Stated problem.
Edit the stretch from the line containing "the soldier in" through the line containing "x=644, y=342" so that "green tree" reads "leafy tree", and return only those lines with nothing else changed.

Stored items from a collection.
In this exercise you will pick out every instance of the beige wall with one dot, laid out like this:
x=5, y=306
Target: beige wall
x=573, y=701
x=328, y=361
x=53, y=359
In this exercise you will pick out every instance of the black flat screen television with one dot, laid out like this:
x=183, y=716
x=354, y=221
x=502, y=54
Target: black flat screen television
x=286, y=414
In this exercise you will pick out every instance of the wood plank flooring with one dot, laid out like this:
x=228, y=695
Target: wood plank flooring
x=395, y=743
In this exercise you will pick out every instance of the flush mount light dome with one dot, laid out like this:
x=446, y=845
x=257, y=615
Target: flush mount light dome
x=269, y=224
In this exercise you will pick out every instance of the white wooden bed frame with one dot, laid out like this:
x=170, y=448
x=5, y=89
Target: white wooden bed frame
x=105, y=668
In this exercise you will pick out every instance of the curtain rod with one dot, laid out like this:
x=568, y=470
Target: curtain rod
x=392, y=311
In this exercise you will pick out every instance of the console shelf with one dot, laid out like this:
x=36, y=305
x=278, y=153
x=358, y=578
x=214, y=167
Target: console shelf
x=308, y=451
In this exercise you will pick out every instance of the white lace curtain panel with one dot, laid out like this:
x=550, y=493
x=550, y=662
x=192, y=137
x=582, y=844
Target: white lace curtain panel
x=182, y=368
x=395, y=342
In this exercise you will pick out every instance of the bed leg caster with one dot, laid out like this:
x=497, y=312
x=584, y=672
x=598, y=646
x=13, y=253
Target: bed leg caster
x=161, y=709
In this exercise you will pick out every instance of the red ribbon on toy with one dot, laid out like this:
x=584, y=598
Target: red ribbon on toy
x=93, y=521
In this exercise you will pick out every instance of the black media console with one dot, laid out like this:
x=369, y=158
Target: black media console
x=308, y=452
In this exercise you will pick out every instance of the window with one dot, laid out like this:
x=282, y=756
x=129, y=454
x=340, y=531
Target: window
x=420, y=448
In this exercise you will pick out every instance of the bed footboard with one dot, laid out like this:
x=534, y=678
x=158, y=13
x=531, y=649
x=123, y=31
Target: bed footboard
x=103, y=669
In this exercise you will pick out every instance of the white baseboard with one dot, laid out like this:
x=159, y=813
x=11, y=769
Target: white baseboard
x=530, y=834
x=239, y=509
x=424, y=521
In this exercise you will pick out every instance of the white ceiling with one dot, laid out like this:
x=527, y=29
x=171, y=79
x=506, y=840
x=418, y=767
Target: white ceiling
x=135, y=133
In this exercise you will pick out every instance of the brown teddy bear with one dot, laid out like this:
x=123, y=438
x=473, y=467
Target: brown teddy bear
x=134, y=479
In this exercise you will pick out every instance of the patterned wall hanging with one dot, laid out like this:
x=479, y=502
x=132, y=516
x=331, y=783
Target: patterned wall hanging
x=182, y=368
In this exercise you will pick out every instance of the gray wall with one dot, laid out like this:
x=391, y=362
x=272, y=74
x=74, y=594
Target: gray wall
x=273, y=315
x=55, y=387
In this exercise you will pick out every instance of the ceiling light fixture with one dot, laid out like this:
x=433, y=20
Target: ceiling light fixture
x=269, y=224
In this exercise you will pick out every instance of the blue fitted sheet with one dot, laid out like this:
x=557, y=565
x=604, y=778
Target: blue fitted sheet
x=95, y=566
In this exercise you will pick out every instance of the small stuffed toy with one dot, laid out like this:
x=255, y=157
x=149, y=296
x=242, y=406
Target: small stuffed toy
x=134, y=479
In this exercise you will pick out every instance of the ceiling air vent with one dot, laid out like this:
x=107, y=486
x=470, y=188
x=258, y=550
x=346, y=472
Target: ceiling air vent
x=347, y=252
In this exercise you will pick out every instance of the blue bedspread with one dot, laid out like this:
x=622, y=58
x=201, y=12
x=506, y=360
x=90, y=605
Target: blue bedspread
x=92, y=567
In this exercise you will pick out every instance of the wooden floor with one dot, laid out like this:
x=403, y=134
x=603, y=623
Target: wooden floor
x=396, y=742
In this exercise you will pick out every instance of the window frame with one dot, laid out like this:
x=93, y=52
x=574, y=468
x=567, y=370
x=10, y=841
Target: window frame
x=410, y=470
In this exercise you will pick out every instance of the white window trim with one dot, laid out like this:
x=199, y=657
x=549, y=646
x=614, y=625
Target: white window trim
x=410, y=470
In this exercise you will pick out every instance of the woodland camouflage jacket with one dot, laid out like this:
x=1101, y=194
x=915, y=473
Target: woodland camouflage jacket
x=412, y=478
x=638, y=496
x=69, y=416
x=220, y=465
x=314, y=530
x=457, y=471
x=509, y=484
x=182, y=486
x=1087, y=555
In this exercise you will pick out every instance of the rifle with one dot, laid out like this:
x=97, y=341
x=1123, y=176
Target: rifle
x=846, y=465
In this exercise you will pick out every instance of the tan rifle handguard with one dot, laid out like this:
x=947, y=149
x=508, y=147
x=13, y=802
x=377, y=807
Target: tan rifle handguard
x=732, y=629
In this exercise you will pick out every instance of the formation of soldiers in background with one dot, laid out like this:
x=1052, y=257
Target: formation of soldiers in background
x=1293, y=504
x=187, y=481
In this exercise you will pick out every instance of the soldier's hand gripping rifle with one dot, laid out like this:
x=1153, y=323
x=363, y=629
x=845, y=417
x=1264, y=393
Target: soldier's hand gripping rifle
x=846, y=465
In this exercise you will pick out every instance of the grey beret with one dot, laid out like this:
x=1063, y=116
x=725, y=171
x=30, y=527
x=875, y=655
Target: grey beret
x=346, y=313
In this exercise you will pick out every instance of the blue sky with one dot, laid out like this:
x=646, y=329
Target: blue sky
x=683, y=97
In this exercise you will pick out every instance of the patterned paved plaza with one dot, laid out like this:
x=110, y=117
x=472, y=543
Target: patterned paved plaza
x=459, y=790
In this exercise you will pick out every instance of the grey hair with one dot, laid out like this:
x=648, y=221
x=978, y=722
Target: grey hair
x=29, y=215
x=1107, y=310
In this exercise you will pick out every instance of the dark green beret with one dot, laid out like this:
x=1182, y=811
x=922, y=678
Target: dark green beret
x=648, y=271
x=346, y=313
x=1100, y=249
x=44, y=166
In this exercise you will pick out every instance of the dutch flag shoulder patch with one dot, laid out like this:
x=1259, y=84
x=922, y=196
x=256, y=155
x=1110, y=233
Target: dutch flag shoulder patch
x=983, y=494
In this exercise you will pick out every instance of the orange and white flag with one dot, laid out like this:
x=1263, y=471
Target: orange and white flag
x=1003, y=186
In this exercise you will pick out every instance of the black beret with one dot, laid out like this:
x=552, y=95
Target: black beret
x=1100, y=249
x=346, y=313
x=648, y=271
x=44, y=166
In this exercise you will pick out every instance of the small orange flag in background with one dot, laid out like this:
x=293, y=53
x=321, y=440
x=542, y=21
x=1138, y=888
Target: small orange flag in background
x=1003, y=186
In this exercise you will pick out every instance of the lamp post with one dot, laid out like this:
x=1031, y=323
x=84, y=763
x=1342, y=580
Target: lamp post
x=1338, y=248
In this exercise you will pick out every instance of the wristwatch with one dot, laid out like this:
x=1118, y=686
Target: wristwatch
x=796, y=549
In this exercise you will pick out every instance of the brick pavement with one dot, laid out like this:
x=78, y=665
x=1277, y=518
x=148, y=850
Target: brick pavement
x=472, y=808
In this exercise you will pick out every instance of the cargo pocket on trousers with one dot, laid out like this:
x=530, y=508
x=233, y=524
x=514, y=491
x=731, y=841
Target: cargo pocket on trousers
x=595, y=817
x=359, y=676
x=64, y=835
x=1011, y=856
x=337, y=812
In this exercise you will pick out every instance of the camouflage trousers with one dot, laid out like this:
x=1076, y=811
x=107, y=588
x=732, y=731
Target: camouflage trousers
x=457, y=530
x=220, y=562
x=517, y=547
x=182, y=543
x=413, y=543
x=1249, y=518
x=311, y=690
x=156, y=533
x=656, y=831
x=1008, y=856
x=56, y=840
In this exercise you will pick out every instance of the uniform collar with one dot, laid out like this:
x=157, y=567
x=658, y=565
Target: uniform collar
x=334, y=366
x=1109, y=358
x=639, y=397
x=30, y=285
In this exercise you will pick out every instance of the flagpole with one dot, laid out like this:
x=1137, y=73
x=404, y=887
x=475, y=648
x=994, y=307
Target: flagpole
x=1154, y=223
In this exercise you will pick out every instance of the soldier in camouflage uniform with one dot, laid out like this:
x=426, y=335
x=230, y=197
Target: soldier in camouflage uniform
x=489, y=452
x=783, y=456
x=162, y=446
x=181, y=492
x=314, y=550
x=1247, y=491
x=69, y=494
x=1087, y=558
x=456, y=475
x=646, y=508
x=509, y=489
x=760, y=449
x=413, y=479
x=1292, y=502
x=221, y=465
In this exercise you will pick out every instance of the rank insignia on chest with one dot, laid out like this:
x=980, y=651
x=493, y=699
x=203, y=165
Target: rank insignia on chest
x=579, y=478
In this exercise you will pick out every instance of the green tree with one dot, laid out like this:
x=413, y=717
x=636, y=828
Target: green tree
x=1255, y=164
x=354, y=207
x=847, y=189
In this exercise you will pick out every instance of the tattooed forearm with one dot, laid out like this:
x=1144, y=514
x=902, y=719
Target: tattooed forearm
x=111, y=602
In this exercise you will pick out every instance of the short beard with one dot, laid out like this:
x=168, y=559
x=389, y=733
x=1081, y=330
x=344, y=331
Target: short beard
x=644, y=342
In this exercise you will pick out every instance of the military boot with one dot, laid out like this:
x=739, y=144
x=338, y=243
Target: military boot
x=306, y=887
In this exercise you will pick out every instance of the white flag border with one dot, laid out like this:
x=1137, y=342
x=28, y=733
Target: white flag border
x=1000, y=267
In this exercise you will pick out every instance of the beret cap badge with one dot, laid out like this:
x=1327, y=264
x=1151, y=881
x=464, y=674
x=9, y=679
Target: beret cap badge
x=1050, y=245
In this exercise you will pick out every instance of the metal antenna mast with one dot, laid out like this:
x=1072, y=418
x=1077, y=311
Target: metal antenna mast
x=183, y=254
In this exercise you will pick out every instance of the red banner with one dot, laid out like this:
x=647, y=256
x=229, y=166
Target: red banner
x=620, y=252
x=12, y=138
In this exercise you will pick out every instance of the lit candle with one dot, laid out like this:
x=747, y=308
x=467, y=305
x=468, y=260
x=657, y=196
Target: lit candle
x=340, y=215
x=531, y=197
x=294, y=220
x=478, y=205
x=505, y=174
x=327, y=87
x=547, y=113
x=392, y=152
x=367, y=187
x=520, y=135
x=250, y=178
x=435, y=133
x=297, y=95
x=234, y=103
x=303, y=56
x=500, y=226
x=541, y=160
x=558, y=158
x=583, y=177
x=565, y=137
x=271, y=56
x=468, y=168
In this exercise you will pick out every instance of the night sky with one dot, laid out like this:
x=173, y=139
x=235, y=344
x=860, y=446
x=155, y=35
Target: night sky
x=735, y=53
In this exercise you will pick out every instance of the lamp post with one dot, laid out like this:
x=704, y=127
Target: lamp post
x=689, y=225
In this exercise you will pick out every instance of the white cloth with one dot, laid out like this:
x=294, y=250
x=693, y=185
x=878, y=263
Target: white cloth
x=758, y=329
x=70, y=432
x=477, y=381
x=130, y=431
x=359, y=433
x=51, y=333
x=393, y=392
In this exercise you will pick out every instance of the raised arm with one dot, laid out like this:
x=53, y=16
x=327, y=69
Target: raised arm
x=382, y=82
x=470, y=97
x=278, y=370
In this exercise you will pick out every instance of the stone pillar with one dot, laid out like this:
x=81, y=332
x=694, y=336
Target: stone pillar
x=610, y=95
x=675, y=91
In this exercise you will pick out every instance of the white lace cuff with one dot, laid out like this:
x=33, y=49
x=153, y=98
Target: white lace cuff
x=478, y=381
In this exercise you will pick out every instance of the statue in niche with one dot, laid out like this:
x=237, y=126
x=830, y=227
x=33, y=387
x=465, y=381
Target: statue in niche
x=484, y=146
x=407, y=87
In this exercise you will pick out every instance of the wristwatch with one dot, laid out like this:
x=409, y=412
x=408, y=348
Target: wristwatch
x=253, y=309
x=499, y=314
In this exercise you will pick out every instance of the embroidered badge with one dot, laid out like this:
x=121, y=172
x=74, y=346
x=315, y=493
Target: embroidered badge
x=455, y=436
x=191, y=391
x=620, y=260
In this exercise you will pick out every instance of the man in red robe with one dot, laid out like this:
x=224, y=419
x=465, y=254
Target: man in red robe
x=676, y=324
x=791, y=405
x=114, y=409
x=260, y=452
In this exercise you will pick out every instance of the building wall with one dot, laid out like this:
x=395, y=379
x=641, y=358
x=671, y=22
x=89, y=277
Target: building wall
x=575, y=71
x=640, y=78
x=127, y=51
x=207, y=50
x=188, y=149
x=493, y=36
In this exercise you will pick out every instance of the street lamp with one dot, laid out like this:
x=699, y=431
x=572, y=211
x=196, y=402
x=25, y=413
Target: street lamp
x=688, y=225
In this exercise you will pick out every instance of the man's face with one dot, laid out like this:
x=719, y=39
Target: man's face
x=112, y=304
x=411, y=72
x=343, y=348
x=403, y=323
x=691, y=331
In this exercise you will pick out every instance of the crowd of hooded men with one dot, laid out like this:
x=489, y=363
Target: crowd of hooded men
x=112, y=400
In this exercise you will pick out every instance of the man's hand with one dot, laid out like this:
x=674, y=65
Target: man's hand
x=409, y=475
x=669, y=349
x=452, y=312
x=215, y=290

Task output.
In this exercise you will pick out every instance of the soldier in camouflage uniform with one dot, laid out like this:
x=426, y=335
x=230, y=197
Target: soldier in camouflage uniform
x=489, y=452
x=783, y=456
x=162, y=446
x=181, y=492
x=314, y=550
x=1247, y=491
x=69, y=494
x=1087, y=558
x=456, y=475
x=646, y=508
x=509, y=489
x=760, y=449
x=413, y=479
x=1292, y=502
x=221, y=465
In this exercise you will pick out every instance of the rank insignia on chest with one dot, laid out like this:
x=980, y=651
x=493, y=699
x=203, y=165
Target: rank insignia on chest
x=579, y=478
In this exercise you will pick out every instance of the leafy tree with one dot, laid out like this:
x=413, y=717
x=636, y=828
Target: leafy tree
x=1255, y=164
x=354, y=207
x=847, y=189
In this exercise you will pick out every instance of the tattooed forearm with one dot, laid out like this:
x=1144, y=514
x=902, y=719
Target: tattooed forearm
x=111, y=602
In this exercise you will pick out every instance of the short beard with one dot, laid out like this:
x=168, y=559
x=389, y=733
x=1081, y=330
x=344, y=331
Target: short beard
x=644, y=342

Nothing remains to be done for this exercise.